* SOURCE EXTRACT *
To train the neural network model, it is necessary to supply it with a sufficient amount of data. The access to such an amount of real traffic data is limited; thus, it was necessary to provide synthetic data for modeling the real ones. An appropriate traffic source should display self-similarity and LRD. To model processes with LRD, the class of heavy-tailed distributions are usually used. An example of such a distribution is the Pareto distribution. It can be parameterized by a heaviness of the tail, which is associated with the Hurst parameter [15]. Fractional Gaussian Noise (FGN) is a stationary Gaussian process that is exactly self-similar. For that reason, it has become common to use FGN in the network traffic modeling [10]. An alternative is to use the Fractional Auto-regressive Integrated Moving Average (FARIMA). However, a disadvantage of this method is that it is computationally demanding [16].
Data used in the training process were generated from the FGN traffic source. To test the model, synthetic self-similar traffic was used (generated from the FGN-based and the Pareto-based sources). We also used the real traffic data collected at the Bellcore Morristown Research and Engineering Center (MRE) [2] for the analysis of the results. The second source of real traffic data contains the information about wide-area traffic between Digital Equipment Corporation and the rest of the world [17]. Both datasets can be found in the Internet Traffic Archive.
The remainder of the paper is organized as follows. Section 2 describes the current state of the art in this field. Section 3 is a brief introduction to the theory related to the issue: self-similarity, FGN, methods of estimating the value of the Hurst exponent and the neural networks. Section 4 is a description of the structure of the Neural Network model, the data and the experimental methods used to obtain the results for the purpose of this paper. In Section 5, there is a description of the results of the conducted experiments. Section 6 presents the conclusions drawn from the experiments and future work.

2. Related Works

The classical approach to LRD analysis involves using statistical methods to estimate the value of the Hurst exponent. There are many traditional methods of estimation, including R/S plot, aggregated variance, periodogram-based method, detrended fluctuation analysis, local Whittle’s estimator and wavelet-based method. These methods utilize different approaches in the process of estimation, and, as a result, the spectrum of the values can be wide. These statistical approaches are still used in the domain, e.g., R/S method [5,6,7], wavelet-method [8] and detrended fluctuation analysis [18]. In many studies, it has been proven that the wavelet-based technique gives the most reliable results [8,10]. Another well-established tool for the detection of LRD in both stationary and non-stationary time series is detrended fluctuation analysis [19].

* WHAT IS NEEDED *
In the excerpt on network traffic modeling, what disadvantage is given for FARIMA? The records that follow have no connection to the text above.

* DATA SHOWN *
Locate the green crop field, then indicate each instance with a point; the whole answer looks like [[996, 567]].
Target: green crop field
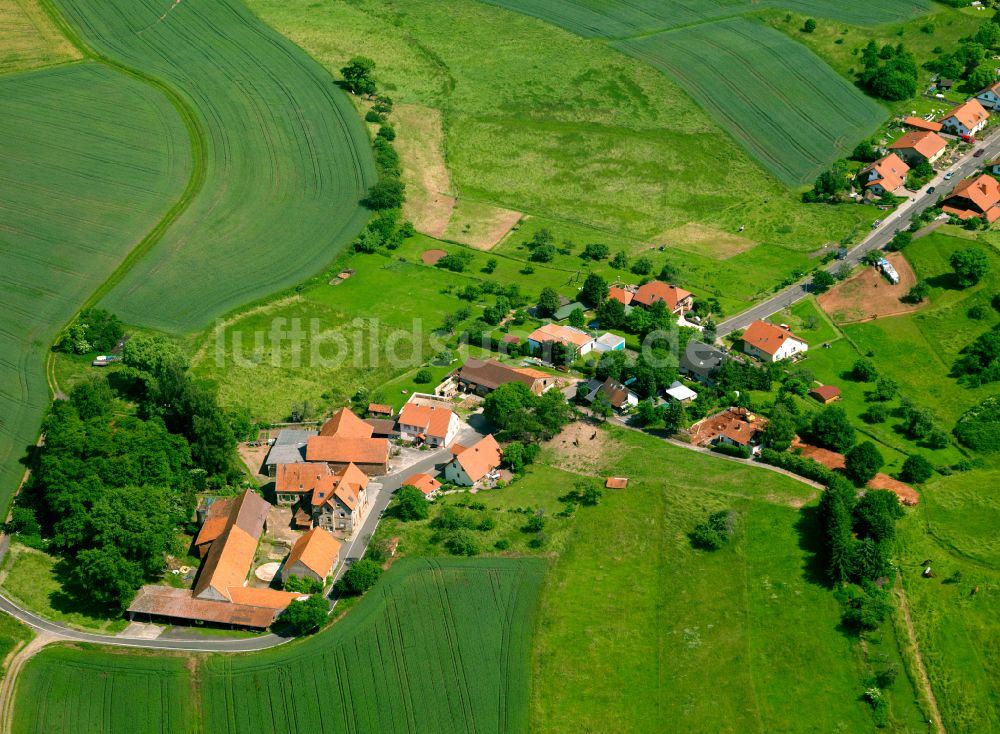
[[620, 18], [682, 640], [438, 645], [28, 39], [66, 689], [560, 127], [281, 163], [781, 101], [90, 159]]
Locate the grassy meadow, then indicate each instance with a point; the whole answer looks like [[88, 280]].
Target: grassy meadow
[[90, 184], [29, 39], [438, 645], [91, 689], [281, 158], [790, 109], [558, 127], [621, 18]]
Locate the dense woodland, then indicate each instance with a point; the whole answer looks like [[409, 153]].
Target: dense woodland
[[114, 484]]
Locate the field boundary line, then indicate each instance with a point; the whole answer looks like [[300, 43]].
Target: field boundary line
[[196, 136], [917, 659]]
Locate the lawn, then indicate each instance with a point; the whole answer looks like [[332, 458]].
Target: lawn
[[281, 157], [621, 18], [37, 581], [28, 38], [12, 634], [90, 184], [955, 612], [790, 109], [375, 327], [463, 624], [91, 689], [556, 126], [640, 632]]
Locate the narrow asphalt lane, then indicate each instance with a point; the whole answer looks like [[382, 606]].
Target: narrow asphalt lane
[[353, 550], [879, 238]]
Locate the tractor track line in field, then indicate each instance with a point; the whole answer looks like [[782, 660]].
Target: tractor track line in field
[[918, 659], [198, 155]]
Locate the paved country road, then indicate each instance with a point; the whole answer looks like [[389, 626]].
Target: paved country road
[[879, 238], [353, 550]]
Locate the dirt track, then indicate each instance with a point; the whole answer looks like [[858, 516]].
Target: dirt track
[[868, 295]]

* FULL ANSWER *
It is computationally demanding.